**Set exercise:**
Copy the part of the material below that opens with the line containing "of the dirt" and closes at the end of the material. Reproduce every line of it without changes.

**Data rows:**
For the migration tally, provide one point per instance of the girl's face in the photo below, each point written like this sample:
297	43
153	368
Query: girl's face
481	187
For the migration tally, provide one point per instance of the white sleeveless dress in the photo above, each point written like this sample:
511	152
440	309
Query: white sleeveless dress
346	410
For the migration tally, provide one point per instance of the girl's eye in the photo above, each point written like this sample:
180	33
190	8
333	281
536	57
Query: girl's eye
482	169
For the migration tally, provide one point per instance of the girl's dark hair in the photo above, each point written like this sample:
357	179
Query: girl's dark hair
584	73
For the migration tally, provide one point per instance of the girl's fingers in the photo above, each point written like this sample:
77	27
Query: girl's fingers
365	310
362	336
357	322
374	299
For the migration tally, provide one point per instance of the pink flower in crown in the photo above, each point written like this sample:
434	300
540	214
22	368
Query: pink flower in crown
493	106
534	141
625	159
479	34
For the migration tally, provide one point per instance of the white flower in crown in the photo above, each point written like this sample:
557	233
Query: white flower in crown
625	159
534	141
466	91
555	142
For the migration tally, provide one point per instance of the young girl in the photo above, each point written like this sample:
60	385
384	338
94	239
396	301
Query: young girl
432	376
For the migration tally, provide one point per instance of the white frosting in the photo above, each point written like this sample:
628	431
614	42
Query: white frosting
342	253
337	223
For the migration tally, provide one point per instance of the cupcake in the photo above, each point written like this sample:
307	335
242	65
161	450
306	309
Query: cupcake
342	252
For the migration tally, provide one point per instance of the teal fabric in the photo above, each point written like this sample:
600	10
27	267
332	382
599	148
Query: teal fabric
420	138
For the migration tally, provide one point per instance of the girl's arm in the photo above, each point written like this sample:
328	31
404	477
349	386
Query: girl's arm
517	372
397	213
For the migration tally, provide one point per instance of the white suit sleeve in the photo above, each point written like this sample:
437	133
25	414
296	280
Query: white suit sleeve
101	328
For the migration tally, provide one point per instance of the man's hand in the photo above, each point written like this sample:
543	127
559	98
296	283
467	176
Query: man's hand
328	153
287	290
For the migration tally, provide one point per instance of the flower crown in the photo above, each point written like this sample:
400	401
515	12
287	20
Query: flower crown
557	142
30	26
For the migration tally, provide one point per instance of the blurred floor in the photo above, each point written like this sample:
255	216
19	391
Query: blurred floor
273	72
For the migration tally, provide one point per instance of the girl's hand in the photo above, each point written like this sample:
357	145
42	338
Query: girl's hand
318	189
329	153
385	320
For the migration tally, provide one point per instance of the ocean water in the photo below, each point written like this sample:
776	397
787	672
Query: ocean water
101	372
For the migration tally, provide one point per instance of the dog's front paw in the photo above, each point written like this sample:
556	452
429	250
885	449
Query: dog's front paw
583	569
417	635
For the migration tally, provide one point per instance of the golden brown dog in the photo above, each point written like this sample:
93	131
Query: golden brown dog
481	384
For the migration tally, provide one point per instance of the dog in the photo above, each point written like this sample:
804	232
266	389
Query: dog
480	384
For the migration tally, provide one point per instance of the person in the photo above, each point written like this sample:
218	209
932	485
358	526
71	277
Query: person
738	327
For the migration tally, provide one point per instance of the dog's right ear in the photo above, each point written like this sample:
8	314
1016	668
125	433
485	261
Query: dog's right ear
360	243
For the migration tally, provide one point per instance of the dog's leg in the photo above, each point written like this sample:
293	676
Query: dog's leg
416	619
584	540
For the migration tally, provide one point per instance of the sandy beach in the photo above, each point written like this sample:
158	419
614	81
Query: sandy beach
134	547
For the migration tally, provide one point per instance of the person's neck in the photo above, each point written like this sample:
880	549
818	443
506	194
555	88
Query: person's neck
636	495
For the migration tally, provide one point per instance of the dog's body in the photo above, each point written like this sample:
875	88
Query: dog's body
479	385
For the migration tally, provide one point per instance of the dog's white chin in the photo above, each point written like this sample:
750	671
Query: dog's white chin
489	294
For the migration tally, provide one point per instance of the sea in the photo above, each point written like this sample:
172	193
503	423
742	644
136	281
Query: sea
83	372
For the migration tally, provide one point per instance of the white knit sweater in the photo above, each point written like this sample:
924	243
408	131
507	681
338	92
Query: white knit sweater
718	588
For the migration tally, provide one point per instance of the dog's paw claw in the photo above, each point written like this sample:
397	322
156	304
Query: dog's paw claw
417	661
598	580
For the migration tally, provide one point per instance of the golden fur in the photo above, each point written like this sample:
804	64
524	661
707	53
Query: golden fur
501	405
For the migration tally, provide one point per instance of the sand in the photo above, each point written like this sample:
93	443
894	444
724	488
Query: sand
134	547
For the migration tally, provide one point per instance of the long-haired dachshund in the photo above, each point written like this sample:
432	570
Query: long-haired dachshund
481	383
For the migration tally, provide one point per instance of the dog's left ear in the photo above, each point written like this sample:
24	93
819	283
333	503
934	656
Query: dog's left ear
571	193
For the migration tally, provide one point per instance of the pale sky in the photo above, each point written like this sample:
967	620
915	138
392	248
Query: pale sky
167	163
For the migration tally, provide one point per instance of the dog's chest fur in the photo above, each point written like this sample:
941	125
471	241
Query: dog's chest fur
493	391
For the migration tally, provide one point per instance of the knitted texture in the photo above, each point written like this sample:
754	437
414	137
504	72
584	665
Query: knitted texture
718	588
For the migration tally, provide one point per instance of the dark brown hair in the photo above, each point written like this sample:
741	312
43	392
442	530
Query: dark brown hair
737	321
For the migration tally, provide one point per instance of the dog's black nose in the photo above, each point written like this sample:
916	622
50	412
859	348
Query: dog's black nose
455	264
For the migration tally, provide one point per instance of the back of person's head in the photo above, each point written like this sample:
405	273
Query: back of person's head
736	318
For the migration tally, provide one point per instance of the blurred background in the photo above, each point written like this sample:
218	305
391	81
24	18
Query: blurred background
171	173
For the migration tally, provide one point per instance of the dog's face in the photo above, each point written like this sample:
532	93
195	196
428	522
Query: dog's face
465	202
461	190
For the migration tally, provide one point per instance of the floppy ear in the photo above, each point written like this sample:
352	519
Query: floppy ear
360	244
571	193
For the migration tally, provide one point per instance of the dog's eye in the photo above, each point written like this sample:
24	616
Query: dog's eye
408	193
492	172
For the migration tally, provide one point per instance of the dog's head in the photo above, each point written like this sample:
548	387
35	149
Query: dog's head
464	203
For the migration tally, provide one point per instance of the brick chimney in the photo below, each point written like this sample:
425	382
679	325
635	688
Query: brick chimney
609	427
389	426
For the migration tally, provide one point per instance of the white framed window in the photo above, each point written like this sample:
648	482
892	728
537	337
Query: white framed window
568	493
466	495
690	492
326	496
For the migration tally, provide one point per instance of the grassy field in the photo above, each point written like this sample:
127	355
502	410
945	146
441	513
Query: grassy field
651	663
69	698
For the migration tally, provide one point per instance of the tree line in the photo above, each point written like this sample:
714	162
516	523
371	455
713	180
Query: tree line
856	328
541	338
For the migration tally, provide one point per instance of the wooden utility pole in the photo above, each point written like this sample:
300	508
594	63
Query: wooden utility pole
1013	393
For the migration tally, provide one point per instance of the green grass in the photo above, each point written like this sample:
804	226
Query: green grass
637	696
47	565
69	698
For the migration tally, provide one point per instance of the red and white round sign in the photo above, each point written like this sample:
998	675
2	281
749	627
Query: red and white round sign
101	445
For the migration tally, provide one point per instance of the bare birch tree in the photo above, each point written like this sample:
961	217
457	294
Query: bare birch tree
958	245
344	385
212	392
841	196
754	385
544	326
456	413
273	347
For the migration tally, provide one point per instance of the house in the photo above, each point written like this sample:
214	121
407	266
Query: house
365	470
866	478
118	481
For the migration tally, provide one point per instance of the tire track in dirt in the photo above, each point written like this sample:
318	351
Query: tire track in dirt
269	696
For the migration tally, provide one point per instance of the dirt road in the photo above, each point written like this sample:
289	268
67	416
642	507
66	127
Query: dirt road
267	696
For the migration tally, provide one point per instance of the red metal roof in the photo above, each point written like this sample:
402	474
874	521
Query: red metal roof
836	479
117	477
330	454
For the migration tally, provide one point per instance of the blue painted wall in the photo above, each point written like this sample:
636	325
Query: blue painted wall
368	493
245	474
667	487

**Result for this exercise:**
For the migration tally, provide one point per instance of the dirt road in the photo above, each point written like this sample:
289	268
67	416
642	507
66	127
Query: dirt road
267	696
For the migration tally, provide one point per instance of the red metal roof in the photo above, each point written like this sample:
402	474
874	521
Query: red metal roof
836	479
117	477
330	454
For the migration tally, provide one point per instance of the blue painted wall in the photo above, each point written like this sample:
636	325
Query: blue painted wall
368	493
245	474
667	487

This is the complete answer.